Selected text:
┄┄┄┄┄┄

NWS: NE Mississippi tornado was highest-rated EF-5

Apr 30, 2011 By KRISTI EATON , Associated Press
Jessica Monaghan wipes a tear away as she surveys the damage in Smithville, Miss., while her nine-month old son Glade Scott sleeps, Thursday, April 28, 2011, following a tornado touchdown Wednesday afternoon that destroyed much of the small community. (AP Photo/Rogelio V. Solis)

(AP) -- At least one of the massive tornadoes that killed hundreds across the South this week was a devastating EF-5 storm, according to an analysis Friday by the National Weather Service, which suspects several others also were the worst of the worst.

After the first day of assessing storm damage, the weather service said the tornado that hit Smithville, Miss., at 3:44 p.m. EDT on Wednesday was an EF-5 storm. That's the highest rating given to assess a tornado's wind speed, and is based in part on damage caused by the storm.

The weather service said the half-mile wide Smithville tornado had peak winds of 205 mph and was on the ground for close to three miles, killing 14 and injuring 40.

┄┄┄┄┄┄

Task instructions:
[a] In the tornado article, rewrite the stretch from "After the first" through "by the storm.", swapping "weather service" for "National Weather Service".
[b] Translate this sentence from the tornado article into Spanish: "The weather service said the half-mile wide Smithville tornado had peak winds of 205 mph and was on the ground for close to three miles, killing 14 and injuring 40."

┄┄┄┄┄┄

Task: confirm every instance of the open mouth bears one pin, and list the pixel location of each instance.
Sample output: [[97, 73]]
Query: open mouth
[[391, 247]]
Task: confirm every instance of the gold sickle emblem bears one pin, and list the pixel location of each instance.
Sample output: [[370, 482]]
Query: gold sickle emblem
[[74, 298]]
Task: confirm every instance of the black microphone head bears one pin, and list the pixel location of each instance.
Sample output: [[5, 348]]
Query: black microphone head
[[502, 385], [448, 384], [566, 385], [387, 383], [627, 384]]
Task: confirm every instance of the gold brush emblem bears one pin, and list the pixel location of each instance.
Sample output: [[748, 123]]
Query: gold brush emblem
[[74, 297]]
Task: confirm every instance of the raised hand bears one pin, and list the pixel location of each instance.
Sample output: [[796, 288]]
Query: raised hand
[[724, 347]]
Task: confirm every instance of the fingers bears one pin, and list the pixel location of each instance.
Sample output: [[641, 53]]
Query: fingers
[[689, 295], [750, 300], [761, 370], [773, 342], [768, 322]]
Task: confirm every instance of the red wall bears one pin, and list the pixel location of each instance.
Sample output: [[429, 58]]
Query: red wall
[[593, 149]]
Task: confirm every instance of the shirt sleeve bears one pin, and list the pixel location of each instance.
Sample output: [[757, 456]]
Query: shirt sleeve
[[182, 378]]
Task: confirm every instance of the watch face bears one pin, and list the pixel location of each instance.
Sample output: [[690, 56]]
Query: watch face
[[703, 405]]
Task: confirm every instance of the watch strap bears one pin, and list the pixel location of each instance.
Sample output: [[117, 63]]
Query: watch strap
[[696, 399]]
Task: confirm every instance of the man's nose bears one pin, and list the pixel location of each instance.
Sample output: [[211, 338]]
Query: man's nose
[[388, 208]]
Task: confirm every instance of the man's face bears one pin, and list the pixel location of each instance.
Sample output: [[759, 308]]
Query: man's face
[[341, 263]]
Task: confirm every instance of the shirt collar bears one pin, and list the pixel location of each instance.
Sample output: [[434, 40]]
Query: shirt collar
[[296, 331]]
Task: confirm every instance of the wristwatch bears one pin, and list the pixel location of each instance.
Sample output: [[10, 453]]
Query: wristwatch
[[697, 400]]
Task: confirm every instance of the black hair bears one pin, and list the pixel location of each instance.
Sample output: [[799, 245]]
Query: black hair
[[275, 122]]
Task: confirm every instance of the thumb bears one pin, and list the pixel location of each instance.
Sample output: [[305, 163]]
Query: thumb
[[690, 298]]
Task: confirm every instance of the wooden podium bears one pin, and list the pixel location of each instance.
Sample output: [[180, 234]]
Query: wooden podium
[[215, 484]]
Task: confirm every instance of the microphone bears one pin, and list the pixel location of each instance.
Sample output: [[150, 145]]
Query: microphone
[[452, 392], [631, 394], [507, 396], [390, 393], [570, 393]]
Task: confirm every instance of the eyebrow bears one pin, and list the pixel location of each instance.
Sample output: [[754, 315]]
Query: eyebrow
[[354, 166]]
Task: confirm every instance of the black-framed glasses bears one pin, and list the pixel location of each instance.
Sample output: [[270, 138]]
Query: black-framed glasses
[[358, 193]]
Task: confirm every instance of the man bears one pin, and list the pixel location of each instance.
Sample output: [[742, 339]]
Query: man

┄┄┄┄┄┄

Answers per task:
[a]
After the first day of assessing storm damage, the National Weather Service said the tornado that hit Smithville, Miss., at 3:44 p.m. EDT on Wednesday was an EF-5 storm. That's the highest rating given to assess a tornado's wind speed, and is based in part on damage caused by the storm.

[b] El servicio meteorológico dijo que el tornado de Smithville, de media milla de ancho, tuvo vientos máximos de 205 mph y estuvo en tierra a lo largo de casi tres millas, matando a 14 personas e hiriendo a 40.